→ Extracted information
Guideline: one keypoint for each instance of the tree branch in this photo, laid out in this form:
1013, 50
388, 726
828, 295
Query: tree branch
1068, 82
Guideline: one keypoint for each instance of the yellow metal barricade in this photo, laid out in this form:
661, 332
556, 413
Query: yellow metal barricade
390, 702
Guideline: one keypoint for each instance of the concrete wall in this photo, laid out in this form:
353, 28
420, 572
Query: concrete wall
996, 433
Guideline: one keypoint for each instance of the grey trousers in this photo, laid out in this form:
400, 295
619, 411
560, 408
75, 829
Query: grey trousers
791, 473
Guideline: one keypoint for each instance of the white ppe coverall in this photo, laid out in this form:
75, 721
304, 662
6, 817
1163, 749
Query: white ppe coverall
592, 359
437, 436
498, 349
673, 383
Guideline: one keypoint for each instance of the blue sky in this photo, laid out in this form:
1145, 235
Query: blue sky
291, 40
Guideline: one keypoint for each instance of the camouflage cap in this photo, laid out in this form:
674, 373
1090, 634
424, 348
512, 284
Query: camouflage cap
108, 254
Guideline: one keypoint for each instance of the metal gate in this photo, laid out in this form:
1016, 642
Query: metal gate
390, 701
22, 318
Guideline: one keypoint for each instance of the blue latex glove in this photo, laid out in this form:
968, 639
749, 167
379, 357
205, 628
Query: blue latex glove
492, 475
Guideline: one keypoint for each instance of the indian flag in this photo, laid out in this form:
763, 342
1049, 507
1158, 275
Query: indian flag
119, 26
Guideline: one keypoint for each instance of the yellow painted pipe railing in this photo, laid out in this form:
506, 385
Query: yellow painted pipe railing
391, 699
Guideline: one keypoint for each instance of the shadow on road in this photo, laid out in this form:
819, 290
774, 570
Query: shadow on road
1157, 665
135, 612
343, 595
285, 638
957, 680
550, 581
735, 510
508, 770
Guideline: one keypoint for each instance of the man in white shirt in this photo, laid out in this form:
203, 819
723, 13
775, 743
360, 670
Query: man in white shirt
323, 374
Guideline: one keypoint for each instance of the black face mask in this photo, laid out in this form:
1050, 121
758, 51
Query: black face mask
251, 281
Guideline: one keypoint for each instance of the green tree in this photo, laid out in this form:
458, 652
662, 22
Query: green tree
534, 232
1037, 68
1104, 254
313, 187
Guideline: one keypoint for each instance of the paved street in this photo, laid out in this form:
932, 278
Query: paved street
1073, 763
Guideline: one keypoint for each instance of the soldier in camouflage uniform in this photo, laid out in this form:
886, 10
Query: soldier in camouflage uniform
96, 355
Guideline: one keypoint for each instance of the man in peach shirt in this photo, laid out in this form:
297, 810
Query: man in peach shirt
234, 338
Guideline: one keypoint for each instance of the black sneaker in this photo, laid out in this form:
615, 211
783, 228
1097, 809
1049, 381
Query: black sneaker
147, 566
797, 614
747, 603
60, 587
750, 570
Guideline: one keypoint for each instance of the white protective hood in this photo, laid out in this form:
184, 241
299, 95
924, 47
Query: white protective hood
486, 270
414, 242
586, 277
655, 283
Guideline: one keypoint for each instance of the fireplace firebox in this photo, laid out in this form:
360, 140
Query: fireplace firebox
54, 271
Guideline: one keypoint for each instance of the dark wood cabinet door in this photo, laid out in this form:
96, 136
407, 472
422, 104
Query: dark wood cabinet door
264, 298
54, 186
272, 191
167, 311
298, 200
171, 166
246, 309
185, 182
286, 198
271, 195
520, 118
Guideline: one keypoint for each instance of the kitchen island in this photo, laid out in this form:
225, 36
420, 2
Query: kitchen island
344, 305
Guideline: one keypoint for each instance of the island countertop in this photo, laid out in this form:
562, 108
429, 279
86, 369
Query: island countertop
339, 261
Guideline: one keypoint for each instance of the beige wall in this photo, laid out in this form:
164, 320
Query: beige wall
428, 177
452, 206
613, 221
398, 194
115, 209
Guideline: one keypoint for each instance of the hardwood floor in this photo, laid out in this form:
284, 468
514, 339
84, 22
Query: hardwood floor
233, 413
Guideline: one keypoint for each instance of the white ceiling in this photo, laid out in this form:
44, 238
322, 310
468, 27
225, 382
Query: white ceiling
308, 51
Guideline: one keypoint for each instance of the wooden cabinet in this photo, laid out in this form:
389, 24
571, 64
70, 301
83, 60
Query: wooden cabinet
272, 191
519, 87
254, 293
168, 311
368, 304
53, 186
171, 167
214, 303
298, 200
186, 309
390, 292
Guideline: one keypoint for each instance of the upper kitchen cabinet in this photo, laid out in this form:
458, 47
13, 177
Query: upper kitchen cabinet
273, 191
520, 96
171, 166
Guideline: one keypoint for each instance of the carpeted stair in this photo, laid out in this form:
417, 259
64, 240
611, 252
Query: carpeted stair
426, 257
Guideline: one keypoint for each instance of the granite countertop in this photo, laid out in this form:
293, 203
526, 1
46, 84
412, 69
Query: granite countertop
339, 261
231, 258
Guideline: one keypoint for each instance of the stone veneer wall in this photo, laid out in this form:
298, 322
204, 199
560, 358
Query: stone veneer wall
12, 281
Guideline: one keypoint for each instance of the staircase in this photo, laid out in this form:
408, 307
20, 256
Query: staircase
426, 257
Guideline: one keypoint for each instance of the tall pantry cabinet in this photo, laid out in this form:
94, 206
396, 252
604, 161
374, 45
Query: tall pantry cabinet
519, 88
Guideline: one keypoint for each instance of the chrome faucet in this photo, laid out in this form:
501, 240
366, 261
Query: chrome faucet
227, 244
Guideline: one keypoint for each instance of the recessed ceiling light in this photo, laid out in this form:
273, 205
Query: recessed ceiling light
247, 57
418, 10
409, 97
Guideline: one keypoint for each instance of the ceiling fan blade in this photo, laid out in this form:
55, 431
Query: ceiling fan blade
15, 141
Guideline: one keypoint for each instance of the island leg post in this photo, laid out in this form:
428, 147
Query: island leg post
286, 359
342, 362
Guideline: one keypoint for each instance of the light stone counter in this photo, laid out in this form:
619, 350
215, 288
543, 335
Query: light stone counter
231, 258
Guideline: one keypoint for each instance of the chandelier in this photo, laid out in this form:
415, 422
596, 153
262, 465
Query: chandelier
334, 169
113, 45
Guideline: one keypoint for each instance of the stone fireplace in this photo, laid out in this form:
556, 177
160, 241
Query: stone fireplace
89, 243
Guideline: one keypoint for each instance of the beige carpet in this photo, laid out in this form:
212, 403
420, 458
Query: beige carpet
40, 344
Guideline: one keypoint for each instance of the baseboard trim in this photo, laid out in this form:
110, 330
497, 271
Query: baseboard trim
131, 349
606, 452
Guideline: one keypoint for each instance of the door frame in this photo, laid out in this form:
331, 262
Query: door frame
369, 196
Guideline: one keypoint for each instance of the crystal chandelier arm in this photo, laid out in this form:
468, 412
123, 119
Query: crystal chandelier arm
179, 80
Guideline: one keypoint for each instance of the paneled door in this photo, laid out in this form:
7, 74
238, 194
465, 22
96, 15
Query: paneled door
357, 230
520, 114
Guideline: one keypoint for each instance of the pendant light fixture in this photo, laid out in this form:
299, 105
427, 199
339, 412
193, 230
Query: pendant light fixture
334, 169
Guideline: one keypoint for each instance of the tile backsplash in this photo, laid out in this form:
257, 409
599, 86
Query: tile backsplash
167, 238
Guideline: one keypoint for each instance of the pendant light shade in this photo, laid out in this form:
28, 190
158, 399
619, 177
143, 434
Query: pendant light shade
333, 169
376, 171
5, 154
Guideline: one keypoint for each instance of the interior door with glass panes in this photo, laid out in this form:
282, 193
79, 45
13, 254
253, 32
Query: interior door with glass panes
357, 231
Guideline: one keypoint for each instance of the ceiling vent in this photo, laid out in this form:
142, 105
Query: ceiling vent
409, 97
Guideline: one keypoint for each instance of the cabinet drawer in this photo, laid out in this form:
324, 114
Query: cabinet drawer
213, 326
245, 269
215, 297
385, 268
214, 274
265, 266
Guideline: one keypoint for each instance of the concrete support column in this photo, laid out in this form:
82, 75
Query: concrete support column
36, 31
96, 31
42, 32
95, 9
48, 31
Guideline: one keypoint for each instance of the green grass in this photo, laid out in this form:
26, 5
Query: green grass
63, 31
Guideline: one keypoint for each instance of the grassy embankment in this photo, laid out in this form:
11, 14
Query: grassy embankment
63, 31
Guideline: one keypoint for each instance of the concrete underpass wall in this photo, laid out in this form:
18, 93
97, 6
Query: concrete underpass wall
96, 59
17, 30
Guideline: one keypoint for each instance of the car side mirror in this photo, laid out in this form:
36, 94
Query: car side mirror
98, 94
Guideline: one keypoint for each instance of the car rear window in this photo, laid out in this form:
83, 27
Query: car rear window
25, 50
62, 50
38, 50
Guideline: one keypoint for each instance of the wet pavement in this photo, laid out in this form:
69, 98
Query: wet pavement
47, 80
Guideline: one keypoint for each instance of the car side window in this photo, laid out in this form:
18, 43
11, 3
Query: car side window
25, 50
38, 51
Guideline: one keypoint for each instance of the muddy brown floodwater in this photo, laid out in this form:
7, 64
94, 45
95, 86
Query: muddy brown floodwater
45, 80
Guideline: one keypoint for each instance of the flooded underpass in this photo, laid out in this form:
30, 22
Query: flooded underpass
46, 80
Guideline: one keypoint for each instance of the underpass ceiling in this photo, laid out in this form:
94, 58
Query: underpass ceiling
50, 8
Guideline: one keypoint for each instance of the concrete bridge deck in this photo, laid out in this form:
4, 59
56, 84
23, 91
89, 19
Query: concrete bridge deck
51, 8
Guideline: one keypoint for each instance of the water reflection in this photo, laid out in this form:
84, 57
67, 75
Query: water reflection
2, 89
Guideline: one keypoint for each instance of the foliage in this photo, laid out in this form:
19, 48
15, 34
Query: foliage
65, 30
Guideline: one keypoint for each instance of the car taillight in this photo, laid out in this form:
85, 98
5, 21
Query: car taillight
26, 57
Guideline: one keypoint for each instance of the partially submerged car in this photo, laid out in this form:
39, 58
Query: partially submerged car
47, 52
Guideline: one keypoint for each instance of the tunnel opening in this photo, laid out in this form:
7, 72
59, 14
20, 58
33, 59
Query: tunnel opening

→ Activity
Check each line of the records for the string "tunnel" and copy those that have it.

→ Response
Guideline: one keypoint for each instance of the tunnel opening in this photo, laid out in this form:
Query: tunnel opening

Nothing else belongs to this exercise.